__Study text__.
The limitation of this “cut both strands” approach is that the cell’s repair process is somewhat error-prone. It can introduce small insertions or deletions at the cut site, which aren’t always predictable.

Base Editing and Prime Editing

Newer techniques avoid cutting the DNA entirely. Base editors use a modified, deactivated version of the Cas9 protein that binds to the target spot without slicing through both strands. Attached to this protein is an enzyme that chemically converts one DNA letter into another. Cytosine base editors convert a C-G pair into a T-A pair. Adenine base editors convert an A-T pair into a G-C pair. No break, no messy repair: just a single-letter swap.

Prime editing expands the toolkit even further. It uses a modified Cas9 that nicks only one strand of the DNA and a specialized guide molecule that carries a template of the desired edit. A reverse transcriptase enzyme then writes the new sequence directly into the genome. Prime editing can make all twelve possible letter-to-letter changes, plus small insertions and deletions, all without a double-strand break. This precision matters because it reduces the risk of unintended changes to surrounding DNA.

Risks and Safety Concerns

Gene therapy’s greatest strength, permanently altering cells, is also what makes its risks serious. The most significant danger with therapies that integrate new DNA into the genome is called insertional mutagenesis. When a viral vector inserts its payload, it can land near genes that control cell growth. If the insertion accidentally activates one of these growth-promoting genes, the affected cell can begin multiplying uncontrollably.

This isn’t theoretical. In an early clinical trial for a severe immune deficiency called SCID-X1, several children developed leukemia after gene therapy. The viral vector had inserted near a gene called LMO2, and the vector’s own regulatory elements switched that gene on, driving cancerous cell growth. In another patient from a different trial, an insertion event caused one type of blood cell to dominate the bone marrow. Research has shown that an integrated vector can influence gene expression up to 50 to 100 kilobases away from where it lands.

Immune reactions are the other major concern. Your body may recognize the viral vector as foreign and mount an inflammatory response. With non-viral delivery methods like lipid nanoparticles, toxicity tends to be dose-dependent. Newer vector designs, editing tools that avoid double-strand breaks, and biological delivery vehicles like extracellular vesicles are all partly motivated by the goal of reducing these risks.

Approved Therapies and What They Cost

Several gene therapies have received FDA approval, each targeting a different condition. Luxturna treats an inherited form of blindness caused by mutations in a single gene. Zolgensma treats spinal muscular atrophy in young children. Hemgenix targets hemophilia B. Elevidys addresses Duchenne muscular dystrophy. Multiple CAR-T cell therapies are approved for blood cancers.

__Given material__.
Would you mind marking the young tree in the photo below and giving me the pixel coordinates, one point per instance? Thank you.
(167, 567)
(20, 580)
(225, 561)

__Task requirements__.
1. Summarize the gene therapy text in two sentences.
2. In the SCID-X1 trial described in the gene therapy text, near which gene did the viral vector insert?
3. Which FDA-approved gene therapies does the gene therapy text name individually?
The data has no connection to the gene therapy text.

__Answers below__.
1. Base editors and prime editing change DNA without cutting both strands, and prime editing can make all twelve letter-to-letter changes plus small insertions and deletions. Gene therapy carries serious risks, such as insertional mutagenesis and immune reactions, and several gene therapies, including Luxturna, Zolgensma, Hemgenix and Elevidys, have received FDA approval.

2. LMO2

3.
- Luxturna
- Zolgensma
- Hemgenix
- Elevidys